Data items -
+ + + +
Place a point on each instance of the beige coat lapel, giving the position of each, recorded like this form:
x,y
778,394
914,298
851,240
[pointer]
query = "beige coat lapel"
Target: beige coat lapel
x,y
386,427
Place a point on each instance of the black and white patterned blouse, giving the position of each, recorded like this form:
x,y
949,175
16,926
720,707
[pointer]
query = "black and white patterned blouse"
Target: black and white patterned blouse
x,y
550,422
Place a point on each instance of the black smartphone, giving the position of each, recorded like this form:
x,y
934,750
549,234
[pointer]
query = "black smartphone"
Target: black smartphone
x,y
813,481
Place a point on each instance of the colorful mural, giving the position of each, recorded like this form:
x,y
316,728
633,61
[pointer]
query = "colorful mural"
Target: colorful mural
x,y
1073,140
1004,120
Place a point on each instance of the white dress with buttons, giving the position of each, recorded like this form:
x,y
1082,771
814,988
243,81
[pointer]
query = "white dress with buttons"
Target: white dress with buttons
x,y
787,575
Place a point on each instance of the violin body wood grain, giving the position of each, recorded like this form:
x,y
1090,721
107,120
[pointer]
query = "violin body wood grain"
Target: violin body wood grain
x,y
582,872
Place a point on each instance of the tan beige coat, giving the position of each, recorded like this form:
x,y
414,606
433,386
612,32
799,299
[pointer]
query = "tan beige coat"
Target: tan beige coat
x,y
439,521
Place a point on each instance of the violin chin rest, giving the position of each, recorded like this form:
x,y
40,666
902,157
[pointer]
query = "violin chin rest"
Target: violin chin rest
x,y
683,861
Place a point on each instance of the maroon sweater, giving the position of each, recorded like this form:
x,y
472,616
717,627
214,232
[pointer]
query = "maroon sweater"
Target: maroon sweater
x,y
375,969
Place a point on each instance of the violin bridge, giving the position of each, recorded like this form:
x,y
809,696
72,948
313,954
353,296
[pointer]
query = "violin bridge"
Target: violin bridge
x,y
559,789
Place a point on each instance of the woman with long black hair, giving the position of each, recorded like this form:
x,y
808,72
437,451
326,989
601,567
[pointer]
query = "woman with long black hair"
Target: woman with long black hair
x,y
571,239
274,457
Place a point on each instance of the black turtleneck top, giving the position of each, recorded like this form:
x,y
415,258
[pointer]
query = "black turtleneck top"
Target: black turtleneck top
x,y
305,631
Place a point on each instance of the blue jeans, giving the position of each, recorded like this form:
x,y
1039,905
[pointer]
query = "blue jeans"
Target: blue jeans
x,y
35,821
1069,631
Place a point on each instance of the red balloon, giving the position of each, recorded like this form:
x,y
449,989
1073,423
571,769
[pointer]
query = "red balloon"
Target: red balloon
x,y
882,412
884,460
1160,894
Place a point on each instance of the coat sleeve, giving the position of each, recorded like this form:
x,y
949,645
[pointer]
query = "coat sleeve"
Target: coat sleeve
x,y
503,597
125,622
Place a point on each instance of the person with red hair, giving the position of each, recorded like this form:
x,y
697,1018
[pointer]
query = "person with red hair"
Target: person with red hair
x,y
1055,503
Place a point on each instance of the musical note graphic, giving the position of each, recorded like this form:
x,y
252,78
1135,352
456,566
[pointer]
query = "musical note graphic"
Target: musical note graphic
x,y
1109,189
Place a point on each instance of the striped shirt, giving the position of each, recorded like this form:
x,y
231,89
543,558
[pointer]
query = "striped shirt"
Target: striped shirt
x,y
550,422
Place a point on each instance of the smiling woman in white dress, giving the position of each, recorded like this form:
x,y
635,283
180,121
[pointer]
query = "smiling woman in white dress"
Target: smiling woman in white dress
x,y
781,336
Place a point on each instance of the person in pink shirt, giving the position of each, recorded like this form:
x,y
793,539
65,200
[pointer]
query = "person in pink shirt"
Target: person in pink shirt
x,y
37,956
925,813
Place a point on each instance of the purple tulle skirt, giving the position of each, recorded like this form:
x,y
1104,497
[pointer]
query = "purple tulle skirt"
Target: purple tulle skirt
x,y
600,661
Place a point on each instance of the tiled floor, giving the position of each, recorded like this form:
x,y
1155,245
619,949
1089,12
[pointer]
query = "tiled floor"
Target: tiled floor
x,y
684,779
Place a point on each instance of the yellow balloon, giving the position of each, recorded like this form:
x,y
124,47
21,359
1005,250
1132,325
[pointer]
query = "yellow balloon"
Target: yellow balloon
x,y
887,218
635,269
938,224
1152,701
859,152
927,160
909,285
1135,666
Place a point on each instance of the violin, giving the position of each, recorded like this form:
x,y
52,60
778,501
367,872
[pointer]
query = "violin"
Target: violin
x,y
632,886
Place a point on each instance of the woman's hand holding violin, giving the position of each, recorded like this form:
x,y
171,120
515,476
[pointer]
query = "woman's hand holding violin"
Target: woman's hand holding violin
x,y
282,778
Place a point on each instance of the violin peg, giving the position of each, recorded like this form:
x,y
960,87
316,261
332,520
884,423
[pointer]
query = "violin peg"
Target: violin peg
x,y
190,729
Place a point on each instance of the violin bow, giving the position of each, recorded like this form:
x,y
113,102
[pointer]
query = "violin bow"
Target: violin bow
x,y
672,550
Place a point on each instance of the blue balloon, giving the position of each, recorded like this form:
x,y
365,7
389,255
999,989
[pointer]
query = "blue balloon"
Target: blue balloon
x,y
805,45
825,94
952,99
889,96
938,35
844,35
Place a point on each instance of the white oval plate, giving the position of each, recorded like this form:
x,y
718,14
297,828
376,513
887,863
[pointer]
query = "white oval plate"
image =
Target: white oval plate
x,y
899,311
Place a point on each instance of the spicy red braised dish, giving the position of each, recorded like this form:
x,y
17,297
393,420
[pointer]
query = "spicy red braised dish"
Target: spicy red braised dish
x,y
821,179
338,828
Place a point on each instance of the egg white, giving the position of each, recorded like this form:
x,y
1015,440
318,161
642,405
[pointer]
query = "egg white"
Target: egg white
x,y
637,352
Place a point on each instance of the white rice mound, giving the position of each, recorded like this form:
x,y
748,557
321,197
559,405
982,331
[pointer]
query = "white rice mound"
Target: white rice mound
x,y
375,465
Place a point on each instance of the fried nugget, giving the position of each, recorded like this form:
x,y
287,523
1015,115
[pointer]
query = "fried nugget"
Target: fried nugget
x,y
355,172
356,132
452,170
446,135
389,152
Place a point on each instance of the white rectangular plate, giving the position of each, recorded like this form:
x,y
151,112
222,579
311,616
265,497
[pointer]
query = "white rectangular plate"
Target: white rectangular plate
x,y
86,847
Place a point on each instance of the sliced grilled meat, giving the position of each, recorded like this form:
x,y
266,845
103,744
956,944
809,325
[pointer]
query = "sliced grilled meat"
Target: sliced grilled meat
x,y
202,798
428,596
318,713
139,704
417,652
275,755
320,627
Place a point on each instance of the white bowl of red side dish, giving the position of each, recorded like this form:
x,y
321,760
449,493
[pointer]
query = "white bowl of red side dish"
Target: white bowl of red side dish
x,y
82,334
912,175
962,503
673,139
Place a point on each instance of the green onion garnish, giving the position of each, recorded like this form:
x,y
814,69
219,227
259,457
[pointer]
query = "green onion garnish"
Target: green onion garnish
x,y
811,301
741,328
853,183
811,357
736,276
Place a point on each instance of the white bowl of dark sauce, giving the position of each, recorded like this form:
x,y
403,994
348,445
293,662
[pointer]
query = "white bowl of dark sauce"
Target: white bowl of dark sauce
+ + + +
WHAT TO DO -
Each record above must be transcribed exactly, and none may be skipped.

WORKED SOLUTION -
Place a point on each instance of the beige coat lapel, giving the position of each, recorded like this form:
x,y
778,394
914,298
851,240
[pointer]
query = "beige coat lapel"
Target: beige coat lapel
x,y
386,427
Place a point on each instance of the black and white patterned blouse, giving the position of each, recorded like this form:
x,y
949,175
16,926
720,707
[pointer]
query = "black and white patterned blouse"
Target: black and white patterned blouse
x,y
550,422
Place a point on each instance of the black smartphone, giving the position of each, recorded like this form:
x,y
934,750
549,234
[pointer]
query = "black smartphone"
Target: black smartphone
x,y
813,481
Place a point on each instance of the colorful mural, giving the position of each, recorded like this form:
x,y
316,728
633,61
[pointer]
query = "colorful mural"
Target: colorful mural
x,y
1073,140
1004,120
Place a point on each instance of the white dress with buttons, giving the position of each, recorded like this form:
x,y
1082,771
814,988
243,81
[pointer]
query = "white dress with buttons"
Target: white dress with buttons
x,y
787,575
Place a point on each instance of the violin body wood grain, giving the position of each, recorded like this form:
x,y
1090,721
107,120
[pointer]
query = "violin body wood grain"
Target: violin body wood grain
x,y
582,872
Place a point on each instance of the tan beige coat, giving the position of each, recorded like this form:
x,y
414,606
433,386
612,32
799,299
[pointer]
query = "tan beige coat"
Target: tan beige coat
x,y
439,521
Place a point on each instance of the violin chin rest, giving the position of each, recorded like this form:
x,y
40,666
902,157
[pointer]
query = "violin chin rest"
Target: violin chin rest
x,y
683,861
Place a point on each instance of the maroon sweater, giving the position of each, recorded like this form:
x,y
472,616
717,627
214,232
[pointer]
query = "maroon sweater"
Target: maroon sweater
x,y
375,969
Place a point on each instance of the violin bridge, giving the position of each, recorded like this form:
x,y
809,696
72,948
313,954
353,296
[pointer]
query = "violin bridge"
Target: violin bridge
x,y
559,789
Place a point on each instance of the woman with long black hair, giving the position of each, recorded like this form:
x,y
808,72
437,451
326,989
601,567
[pointer]
query = "woman with long black hair"
Target: woman with long black hair
x,y
571,239
274,457
Place a point on each instance of the black turtleneck top, giving the position of each, recorded like this form:
x,y
415,258
[pointer]
query = "black turtleneck top"
Target: black turtleneck top
x,y
305,631
Place a point on each instance of the blue jeans, giving the position of each, recorded like this form:
x,y
1039,905
[pointer]
query = "blue jeans"
Target: blue jeans
x,y
35,821
1069,631
Place a point on each instance of the red balloon, giving the position of each, recorded like this form:
x,y
449,989
1073,423
571,769
[pointer]
query = "red balloon"
Target: red balloon
x,y
882,412
884,460
1160,894
Place a point on each instance of the coat sleeve, giving the position of each, recorded like this form:
x,y
949,645
[pointer]
query = "coat sleeve"
Target: coat sleeve
x,y
503,597
125,622
Place a point on each instance of the person with red hair, giving the position of each, recorded like this form:
x,y
697,1018
[pointer]
query = "person with red hair"
Target: person with red hair
x,y
1055,503
Place a point on each instance of the musical note graphic, giving the position of each, recorded like this form:
x,y
252,78
1135,352
456,566
[pointer]
query = "musical note graphic"
Target: musical note graphic
x,y
1109,189
Place a point on each instance of the striped shirt, giving the position of each, recorded like this form:
x,y
231,89
543,558
[pointer]
query = "striped shirt"
Target: striped shirt
x,y
550,422
Place a point on each instance of the smiling woman in white dress, giving the position of each, recorded like this form:
x,y
635,283
180,121
[pointer]
query = "smiling woman in white dress"
Target: smiling woman in white dress
x,y
781,336
Place a point on each instance of the person in pink shirt, giving the position of each, recorded like this form:
x,y
793,539
65,200
[pointer]
query = "person in pink shirt"
Target: person in pink shirt
x,y
37,956
925,813
Place a point on each instance of the purple tulle skirt, giving the position of each, recorded like this form:
x,y
1104,497
[pointer]
query = "purple tulle skirt"
Target: purple tulle skirt
x,y
600,661
Place a point on each instance of the tiled floor, giving the position of each, recorded like this form:
x,y
1155,245
619,949
1089,12
[pointer]
query = "tiled floor"
Target: tiled floor
x,y
684,779
Place a point on each instance of the yellow balloon, giving the position of each, recorded like this form:
x,y
124,47
21,359
1005,250
1132,325
[pointer]
query = "yellow balloon"
Target: yellow balloon
x,y
887,218
635,269
938,224
1152,701
859,152
927,160
909,285
1135,666
Place a point on each instance of the violin, giving the position of each, recorded like this form:
x,y
52,60
778,501
367,872
[pointer]
query = "violin"
Target: violin
x,y
632,886
Place a point on each instance of the woman's hand holding violin, giving the position of each, recorded like this form:
x,y
171,120
515,476
[pointer]
query = "woman's hand holding violin"
Target: woman's hand holding violin
x,y
282,778
Place a point on each instance of the violin peg, giving the position of each, recorded like this form:
x,y
960,87
316,261
332,520
884,423
[pointer]
query = "violin peg"
Target: violin peg
x,y
190,729
Place a point on each instance of the violin bow, giving the position of each, recorded like this form:
x,y
113,102
[pointer]
query = "violin bow"
Target: violin bow
x,y
672,550
Place a point on each instance of the blue balloon, giving the position of each, recorded like this form:
x,y
365,7
389,255
999,989
[pointer]
query = "blue balloon"
Target: blue balloon
x,y
805,45
825,94
952,99
889,96
938,35
844,35
Place a point on each instance of the white oval plate, giving the position of each, recorded like this form:
x,y
718,14
297,828
376,513
887,863
[pointer]
query = "white oval plate"
image =
Target: white oval plate
x,y
899,311
Place a point on each instance of the spicy red braised dish, giving the position of each, recorded like this form:
x,y
17,297
393,420
[pointer]
query = "spicy red braised dish"
Target: spicy red braised dish
x,y
821,179
338,828
Place a point on each instance of the egg white, giving the position of each, recorded like this form:
x,y
1015,440
318,161
642,405
[pointer]
query = "egg white"
Target: egg white
x,y
637,352
Place a point on each instance of the white rice mound, giving the position of each, recorded like this form:
x,y
748,557
321,197
559,405
982,331
[pointer]
query = "white rice mound"
Target: white rice mound
x,y
375,465
Place a point on each instance of the fried nugget, giving the position of each, recorded like this form:
x,y
287,523
1015,115
[pointer]
query = "fried nugget"
Target: fried nugget
x,y
355,172
356,132
452,170
446,135
389,152
Place a point on each instance of the white rectangular plate, giving the position of each, recorded like this form:
x,y
151,112
222,579
311,616
265,497
[pointer]
query = "white rectangular plate"
Target: white rectangular plate
x,y
86,847
Place a point on each instance of the sliced grilled meat, giving the position of each, recorded like this form:
x,y
266,845
103,744
956,944
809,325
[pointer]
query = "sliced grilled meat"
Target: sliced grilled meat
x,y
202,798
428,596
318,713
139,704
417,652
275,755
320,627
Place a point on each instance of the white bowl of red side dish, giving the position of each, recorded like this form:
x,y
321,760
449,493
[pointer]
query = "white bowl of red side dish"
Target: white bowl of red side dish
x,y
82,334
912,175
962,503
673,139
Place a point on each instance of the green onion garnish, giving the position of each, recorded like this form:
x,y
814,69
219,227
259,457
[pointer]
query = "green onion garnish"
Target: green onion garnish
x,y
811,301
741,328
853,183
811,357
736,276
Place a point on each instance of the white bowl of dark sauce, giving the position of each, recorded like this form:
x,y
403,994
348,445
293,662
[pointer]
query = "white bowl of dark sauce"
Target: white bowl of dark sauce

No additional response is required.